**Task to carry out**.
Write the data below out exactly as it stands. Do not include the pictures.

======== Exercise inputs

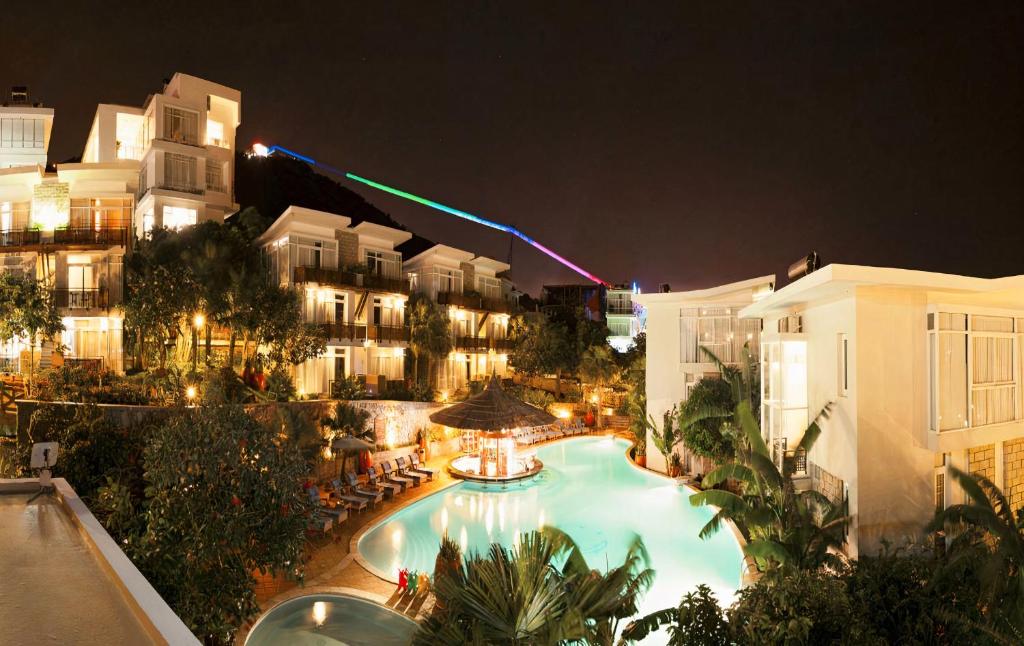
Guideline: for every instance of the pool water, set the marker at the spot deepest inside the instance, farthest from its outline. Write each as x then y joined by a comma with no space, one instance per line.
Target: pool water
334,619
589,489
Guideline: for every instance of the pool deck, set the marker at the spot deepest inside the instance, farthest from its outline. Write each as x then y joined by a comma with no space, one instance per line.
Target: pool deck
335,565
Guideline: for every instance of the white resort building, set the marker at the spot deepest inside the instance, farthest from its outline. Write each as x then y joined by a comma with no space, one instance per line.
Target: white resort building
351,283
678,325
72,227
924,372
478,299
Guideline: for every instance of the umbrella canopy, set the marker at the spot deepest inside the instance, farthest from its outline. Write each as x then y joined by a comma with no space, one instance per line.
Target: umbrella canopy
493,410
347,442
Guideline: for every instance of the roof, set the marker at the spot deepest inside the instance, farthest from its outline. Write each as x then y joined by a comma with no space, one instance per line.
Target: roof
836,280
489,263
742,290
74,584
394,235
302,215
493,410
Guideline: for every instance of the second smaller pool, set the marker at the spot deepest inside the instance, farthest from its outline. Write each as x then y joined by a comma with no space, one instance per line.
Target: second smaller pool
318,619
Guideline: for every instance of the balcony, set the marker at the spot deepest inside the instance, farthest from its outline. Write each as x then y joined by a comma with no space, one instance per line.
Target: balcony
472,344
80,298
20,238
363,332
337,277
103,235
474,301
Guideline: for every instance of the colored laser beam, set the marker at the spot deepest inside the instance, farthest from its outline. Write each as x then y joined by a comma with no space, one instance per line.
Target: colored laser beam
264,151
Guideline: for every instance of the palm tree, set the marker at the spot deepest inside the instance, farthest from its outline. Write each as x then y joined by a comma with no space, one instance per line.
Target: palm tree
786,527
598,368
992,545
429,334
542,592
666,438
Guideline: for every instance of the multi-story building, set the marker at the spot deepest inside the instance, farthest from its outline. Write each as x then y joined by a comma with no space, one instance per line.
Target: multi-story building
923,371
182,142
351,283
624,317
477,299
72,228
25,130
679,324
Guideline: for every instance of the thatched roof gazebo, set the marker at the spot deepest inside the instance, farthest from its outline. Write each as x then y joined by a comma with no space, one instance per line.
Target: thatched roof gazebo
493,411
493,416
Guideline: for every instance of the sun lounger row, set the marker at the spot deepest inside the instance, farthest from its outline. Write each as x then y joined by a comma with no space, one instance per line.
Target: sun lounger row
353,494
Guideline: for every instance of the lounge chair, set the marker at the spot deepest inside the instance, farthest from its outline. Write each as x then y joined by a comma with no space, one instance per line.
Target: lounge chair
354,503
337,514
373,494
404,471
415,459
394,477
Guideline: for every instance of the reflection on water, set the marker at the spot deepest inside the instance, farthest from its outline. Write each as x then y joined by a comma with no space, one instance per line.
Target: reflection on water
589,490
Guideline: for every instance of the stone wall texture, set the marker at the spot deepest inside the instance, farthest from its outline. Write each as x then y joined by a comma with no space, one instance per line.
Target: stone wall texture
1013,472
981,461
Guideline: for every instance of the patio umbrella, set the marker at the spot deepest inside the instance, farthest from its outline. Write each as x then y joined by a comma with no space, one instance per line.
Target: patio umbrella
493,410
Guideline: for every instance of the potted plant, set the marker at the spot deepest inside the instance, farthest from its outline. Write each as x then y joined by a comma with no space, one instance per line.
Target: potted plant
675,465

================

**Answer in full**.
Guideline: for every instance of the pool water, set the marker at the spot deepest inside the instance, farthest from its outline. Write each as x then y joined by a comma with no space, one instance per line.
Target: pool water
334,619
589,489
Guideline: for every instance of the pool deck, set the marker at the spot deepest inside the instance, farthest from its outline. Write each as x then y joined by a comma with no space, one instance per line.
Target: pool deck
335,565
Guideline: for every instance of the white resort building, set the marker at the spot deepest inside the instance, farthest from its outline. Write each as x then y joined by a comma with no space, one instance per line.
Target: white resort building
351,283
678,325
72,227
924,372
478,299
Guideline: for every instance of the umbrella canopy, set the marker at the spot deepest inside the instance, farthest from its outline. Write each as x then y joined by a comma with no space, one instance per line.
Target: umbrella canopy
493,410
347,442
Guideline: for every instance of the roof, set the marker at the spot deepest inside the instance, farthest from its outline. Write each as x then y joined by a comma with no space, one instance per line.
Target: roof
836,280
489,263
742,290
74,584
394,235
302,215
493,410
Guideline: for every instance of the second smaller pool, set the marker at the spot deepest inside the instance, farthest from its outline. Write each as x then y joined by a comma with no space, one instance per line.
Target: second smaller pool
318,619
Guideline: for every instance of the balcony, set the marker at the spot deepest inside the instance, farthest from its outline. Write each as x then y joined by a comma with no space, one instance per line.
Target: balcony
472,344
80,298
20,238
363,332
337,277
103,235
474,301
Guideline: for every instance of the colored laser beam, set the marker at the spot deepest inside the instance, farthest from its outline. Write each as x then y joined by a comma with no space, one instance per line.
Target: colored laser beam
264,151
Guideline: for every instance of the palm tree, set the marker at the spot deepest inside the instance, farthest from its outline. Write each as x then y joined by a comma with no space, one instance per line.
Target: palm tree
786,527
598,368
992,545
429,334
542,592
666,438
Guideline: for every instance of the multi-story building, set the marker at the spot deepest inside the instance, farthest from its outline. Write each as x then y joined by a comma with no space, one instance per line.
Target: multi-story building
923,371
182,142
351,283
624,317
477,299
72,228
25,130
679,324
Guideline: for every instance of the thatched roof gazebo, set the marker at the spot deepest inside the instance, farthest from its outline. Write each as x then y joined by a comma with no space, one instance per line.
Target: thatched roof gazebo
493,411
493,416
Guideline: for every instance of the sun lounger row, set the marker at the spot deepest inside the instance, farthest from its outline. Write each as x then y joined by a comma with no space, one instance per line.
Target: sun lounger row
353,494
Guideline: for every instance of the lounge chair, set the marker at the spot deepest inside the instance, farthest from its outline. Write each as x then y joined by a comma with no space, one instance per line.
Target: lounge chair
354,503
337,514
373,494
404,471
415,459
394,477
Guideline: for every instance of the reflection on water, set the marker at the spot deepest inside the instance, farthest from its outline. Write each as x then y joined by a comma with no space, one instance per line.
Target: reflection on water
589,490
Guideline: for every instance of the stone wall texture, set the marker at the spot deepest inside the instance, farthest from its outline. Write each as x then y joined by a comma with no space, one instance per line.
Target: stone wall texture
1013,472
981,461
Guideline: for every instance of the patio umbrella, set the marker at the spot deepest inside the instance, farthest from its outline. Write each as x then y joined by a comma with no space, one instance per line.
Target: patio umbrella
493,410
Guideline: for every instance of the potted plant, set the marker at the spot deepest inside the instance, farthest from its outline. Write each as x then y joined by a comma with no space, one instance per line.
Target: potted plant
675,465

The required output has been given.